- WORK REQUIRED:
Set down exactly each line of the entries below, beginning at the one that contains "Where can you see the tall" and ending at the last, and no others.

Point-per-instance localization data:
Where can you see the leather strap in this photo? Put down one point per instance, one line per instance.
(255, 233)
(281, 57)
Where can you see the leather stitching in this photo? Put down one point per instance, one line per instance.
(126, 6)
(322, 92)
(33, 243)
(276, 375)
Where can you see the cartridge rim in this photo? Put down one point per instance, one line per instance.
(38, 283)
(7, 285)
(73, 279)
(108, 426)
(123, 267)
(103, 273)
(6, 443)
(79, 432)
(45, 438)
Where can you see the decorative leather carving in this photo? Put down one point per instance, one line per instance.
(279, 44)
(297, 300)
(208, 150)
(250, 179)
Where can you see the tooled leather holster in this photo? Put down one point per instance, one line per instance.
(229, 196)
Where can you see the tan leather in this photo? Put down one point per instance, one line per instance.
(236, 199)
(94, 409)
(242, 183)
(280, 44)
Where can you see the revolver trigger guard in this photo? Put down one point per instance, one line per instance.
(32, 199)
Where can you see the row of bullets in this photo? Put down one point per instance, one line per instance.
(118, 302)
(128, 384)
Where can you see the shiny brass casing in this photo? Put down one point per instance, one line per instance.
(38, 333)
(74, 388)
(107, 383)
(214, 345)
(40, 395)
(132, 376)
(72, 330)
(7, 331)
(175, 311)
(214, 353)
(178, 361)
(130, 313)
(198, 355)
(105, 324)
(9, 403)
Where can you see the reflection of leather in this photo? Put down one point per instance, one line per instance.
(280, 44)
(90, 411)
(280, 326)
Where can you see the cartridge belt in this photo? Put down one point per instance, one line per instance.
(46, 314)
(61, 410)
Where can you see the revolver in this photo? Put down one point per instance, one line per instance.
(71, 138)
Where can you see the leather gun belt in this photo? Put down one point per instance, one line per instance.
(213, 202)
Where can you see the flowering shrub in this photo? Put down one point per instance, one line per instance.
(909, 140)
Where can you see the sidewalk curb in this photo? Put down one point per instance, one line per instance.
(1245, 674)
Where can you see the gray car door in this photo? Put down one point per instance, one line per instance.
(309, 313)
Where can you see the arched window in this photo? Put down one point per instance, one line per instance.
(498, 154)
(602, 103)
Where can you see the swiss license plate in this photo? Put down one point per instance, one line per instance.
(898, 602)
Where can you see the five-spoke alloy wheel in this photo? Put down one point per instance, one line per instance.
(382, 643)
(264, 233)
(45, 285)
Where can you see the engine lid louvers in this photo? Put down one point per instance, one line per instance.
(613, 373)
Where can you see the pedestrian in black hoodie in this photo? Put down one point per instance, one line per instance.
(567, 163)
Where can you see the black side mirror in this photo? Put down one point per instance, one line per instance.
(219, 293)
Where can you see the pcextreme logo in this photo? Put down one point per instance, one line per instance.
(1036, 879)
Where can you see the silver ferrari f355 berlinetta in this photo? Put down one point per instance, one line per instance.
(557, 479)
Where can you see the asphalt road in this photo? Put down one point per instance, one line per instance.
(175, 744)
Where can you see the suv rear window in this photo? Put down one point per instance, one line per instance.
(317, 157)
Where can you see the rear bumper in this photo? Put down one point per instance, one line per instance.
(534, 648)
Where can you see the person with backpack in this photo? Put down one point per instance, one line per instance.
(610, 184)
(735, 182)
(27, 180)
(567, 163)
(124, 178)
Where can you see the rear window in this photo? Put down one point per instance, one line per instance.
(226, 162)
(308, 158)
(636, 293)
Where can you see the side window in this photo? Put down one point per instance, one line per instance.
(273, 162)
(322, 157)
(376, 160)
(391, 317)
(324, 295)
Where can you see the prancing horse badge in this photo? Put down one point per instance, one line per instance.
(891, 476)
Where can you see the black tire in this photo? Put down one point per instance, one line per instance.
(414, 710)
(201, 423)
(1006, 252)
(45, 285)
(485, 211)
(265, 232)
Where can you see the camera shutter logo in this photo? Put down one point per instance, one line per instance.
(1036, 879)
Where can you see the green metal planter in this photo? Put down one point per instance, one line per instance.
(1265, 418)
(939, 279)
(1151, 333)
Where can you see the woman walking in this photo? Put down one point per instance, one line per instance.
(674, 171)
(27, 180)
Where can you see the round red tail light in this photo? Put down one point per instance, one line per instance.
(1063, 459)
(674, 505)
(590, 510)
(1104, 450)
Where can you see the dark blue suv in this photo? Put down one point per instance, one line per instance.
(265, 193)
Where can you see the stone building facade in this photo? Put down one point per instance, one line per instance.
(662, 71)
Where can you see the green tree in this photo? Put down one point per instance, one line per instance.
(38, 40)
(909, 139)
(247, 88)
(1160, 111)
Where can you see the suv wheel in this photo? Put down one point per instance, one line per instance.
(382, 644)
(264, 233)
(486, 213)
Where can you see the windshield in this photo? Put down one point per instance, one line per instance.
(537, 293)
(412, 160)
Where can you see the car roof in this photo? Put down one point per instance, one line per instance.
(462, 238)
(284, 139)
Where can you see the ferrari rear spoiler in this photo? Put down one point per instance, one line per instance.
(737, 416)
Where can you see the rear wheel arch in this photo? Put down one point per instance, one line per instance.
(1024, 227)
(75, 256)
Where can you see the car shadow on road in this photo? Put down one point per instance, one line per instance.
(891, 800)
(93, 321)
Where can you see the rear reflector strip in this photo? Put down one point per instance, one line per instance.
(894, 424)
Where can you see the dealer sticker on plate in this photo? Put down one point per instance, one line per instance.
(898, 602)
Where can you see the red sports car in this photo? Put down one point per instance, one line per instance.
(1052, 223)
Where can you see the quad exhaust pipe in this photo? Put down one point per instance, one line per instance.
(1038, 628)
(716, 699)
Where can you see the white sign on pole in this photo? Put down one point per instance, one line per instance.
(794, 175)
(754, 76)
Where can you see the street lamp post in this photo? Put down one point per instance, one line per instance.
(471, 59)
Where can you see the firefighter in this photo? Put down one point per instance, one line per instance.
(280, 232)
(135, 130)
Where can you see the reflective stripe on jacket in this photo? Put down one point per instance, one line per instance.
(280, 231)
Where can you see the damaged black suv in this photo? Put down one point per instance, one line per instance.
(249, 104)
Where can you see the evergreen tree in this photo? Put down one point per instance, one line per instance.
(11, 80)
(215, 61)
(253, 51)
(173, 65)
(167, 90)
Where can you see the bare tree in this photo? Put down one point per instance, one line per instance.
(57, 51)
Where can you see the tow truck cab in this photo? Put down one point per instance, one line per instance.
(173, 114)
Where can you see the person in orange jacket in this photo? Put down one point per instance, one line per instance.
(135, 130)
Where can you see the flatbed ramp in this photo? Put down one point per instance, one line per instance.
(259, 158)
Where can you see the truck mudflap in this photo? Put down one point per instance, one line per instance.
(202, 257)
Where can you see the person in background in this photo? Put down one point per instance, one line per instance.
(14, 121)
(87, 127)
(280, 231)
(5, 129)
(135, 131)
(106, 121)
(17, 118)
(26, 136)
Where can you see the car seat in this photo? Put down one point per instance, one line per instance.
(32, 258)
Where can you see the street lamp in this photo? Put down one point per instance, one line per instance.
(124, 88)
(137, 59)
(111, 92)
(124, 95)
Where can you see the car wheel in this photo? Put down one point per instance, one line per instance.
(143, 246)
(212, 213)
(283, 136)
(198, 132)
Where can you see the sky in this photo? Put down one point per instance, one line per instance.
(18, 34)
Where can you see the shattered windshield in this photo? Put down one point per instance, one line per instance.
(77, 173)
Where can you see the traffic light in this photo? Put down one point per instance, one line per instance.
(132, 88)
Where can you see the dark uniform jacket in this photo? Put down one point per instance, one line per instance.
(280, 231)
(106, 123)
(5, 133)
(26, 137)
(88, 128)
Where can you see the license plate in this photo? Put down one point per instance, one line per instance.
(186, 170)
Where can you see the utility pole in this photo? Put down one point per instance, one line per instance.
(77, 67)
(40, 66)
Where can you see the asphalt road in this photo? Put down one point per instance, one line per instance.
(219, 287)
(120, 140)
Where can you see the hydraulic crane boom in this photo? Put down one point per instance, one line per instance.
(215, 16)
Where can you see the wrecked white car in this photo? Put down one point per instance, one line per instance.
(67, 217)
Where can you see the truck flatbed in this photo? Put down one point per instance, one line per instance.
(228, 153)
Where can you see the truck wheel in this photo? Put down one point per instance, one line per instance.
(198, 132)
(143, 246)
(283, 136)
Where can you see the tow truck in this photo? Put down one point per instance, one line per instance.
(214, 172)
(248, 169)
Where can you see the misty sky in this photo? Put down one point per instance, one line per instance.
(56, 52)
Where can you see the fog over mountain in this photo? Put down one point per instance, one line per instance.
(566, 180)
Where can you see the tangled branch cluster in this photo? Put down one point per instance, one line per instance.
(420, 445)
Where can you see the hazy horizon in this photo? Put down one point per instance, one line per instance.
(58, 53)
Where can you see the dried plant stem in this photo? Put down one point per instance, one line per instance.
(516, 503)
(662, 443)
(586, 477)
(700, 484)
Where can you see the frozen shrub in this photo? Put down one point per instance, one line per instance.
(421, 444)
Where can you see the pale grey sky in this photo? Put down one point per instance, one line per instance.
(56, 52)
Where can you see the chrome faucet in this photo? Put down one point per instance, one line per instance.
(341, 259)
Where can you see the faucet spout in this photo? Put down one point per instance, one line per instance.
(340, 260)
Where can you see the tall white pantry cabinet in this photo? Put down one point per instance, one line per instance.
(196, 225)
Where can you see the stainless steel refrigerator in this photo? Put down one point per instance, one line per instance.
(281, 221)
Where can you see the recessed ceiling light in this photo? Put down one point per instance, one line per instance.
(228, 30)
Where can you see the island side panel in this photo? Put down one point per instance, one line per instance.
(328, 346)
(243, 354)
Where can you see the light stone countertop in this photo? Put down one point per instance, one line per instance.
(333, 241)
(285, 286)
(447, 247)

- ANSWER SECTION:
Where can you see the tall white pantry cabinet in this photo? Put down one point per instance, one line per instance.
(196, 225)
Where can you see the stainless steel refrigerator in this photo? Put down one point per instance, one line per instance.
(281, 221)
Where can you see the recessed ceiling light in this photo? Put down one point per instance, one line per instance.
(228, 30)
Where can you see the island side panel in this photo? Put down one point per instance, one line per instance.
(328, 346)
(243, 354)
Where can you see the light stone countertop in this photo? Put down one point per instance, one line per instance.
(333, 241)
(285, 286)
(447, 247)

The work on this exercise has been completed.